**TEXT SEGMENT**
::::::::::
This topic is very interesting because it is about a subject that could possibly compromise our well-being somewhere down the line. I too also believe that our current use of water is inevitably going to cause even bigger shortages in the near future, which will without a doubt have a negative impact on the population. The effects of a water shortage and water pollution create a lot of water born diseases. Indeed, according to the World Health Organization (WHO), “1.6 million death each year can be attributed specifically” to water pollution, poor sanitation and hygiene (Tarass and Benjelloun 240). Moreover, water shortages especially affect young children, who yearly represent between 1.5 and 2 million deaths related to this issue (Tarass and Benjelloun 240). There are also impacts on people that are psychological; for example, children coming from poor communities and suffer from malnutrition have been found to also have high anxiety and low IQ levels (Tarass and Benjelloun 241). Furthermore, water shortages affect the free time of older children (mainly girls), who have to run up to the well or river to provide water for their family, meaning that they have less time to concentrate on school attendance (Tarass and Benjelloun 242). All in all, I think that everyone should be more aware of the irreversible consequences that our usage of water resources is creating right now if we want to have a safe future.
Reference List:
Tarrass, F., & Benjelloun, M. (2012). The effects of water shortages on health and human development. Perspectives in Public Health, 132(5), 240-4. Retrieved from https://proquest-crc.proxy.ccsr.qc.ca/docview/1086347634?accountid=44391

I chose this summary because the topic talks about an an aspect in water consumption that has not necessarily crossed my mind when it came to water availability. It is very intriguing to find that there are other reasons for water shortages other than an increase in population such as the amount that has to be used in order to grow a certain crop or animal. This just shows how much of an impact these productions may have over the course of the years, which can cause a drastic change in how we have to manage this available water. It’s interesting to see that a simple piece of meat has such a huge impact on our water footprint even though it seems like it’s such a small quantity. It is especially important to be conscious of the impact our food production has on the availability of water and to know that it is possible to reduce our water footprint with less meat consumption.

http://www.onegreenplanet.org/animalsandnature/how-does-eating-meat-impa... Rachel Curit

Wow!
::::::::::
Stored records:

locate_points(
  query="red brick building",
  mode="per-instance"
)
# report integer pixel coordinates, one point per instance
::::::::::
**PROBLEMS TO SOLVE**
1. Return the part of the water shortage passage from "I chose this" up to and including "less meat consumption.".
2. In the water shortage passage, how many deaths each year does the World Health Organization attribute to water pollution, poor sanitation and hygiene?
3. List the three causes that the water shortage passage says the World Health Organization links to 1.6 million deaths each year.
None of this work draws on the stored records.

**SOLUTIONS PER TASK**
1.
I chose this summary because the topic talks about an an aspect in water consumption that has not necessarily crossed my mind when it came to water availability. It is very intriguing to find that there are other reasons for water shortages other than an increase in population such as the amount that has to be used in order to grow a certain crop or animal. This just shows how much of an impact these productions may have over the course of the years, which can cause a drastic change in how we have to manage this available water. It’s interesting to see that a simple piece of meat has such a huge impact on our water footprint even though it seems like it’s such a small quantity. It is especially important to be conscious of the impact our food production has on the availability of water and to know that it is possible to reduce our water footprint with less meat consumption.

2. 1.6 million deaths each year.

3.
Water pollution
Poor sanitation
Hygiene